EXERCISE DATA
=== Begin Enclosure ===

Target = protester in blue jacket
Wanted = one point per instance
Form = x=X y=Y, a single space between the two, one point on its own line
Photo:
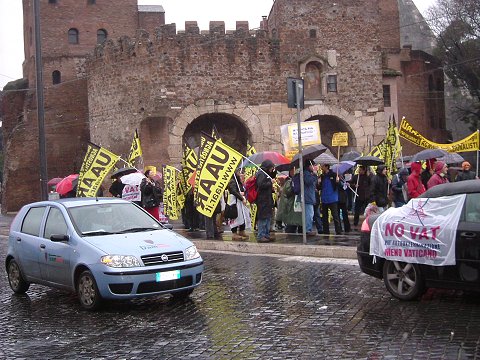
x=310 y=185
x=329 y=194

=== End Enclosure ===

PROMPT
Set down the entire material verbatim, with each picture left out.

EXERCISE SOLUTION
Target = protester in blue jacket
Wanted = one point per instance
Form = x=X y=Y, a single space between the two, one point on its own line
Photo:
x=310 y=185
x=329 y=194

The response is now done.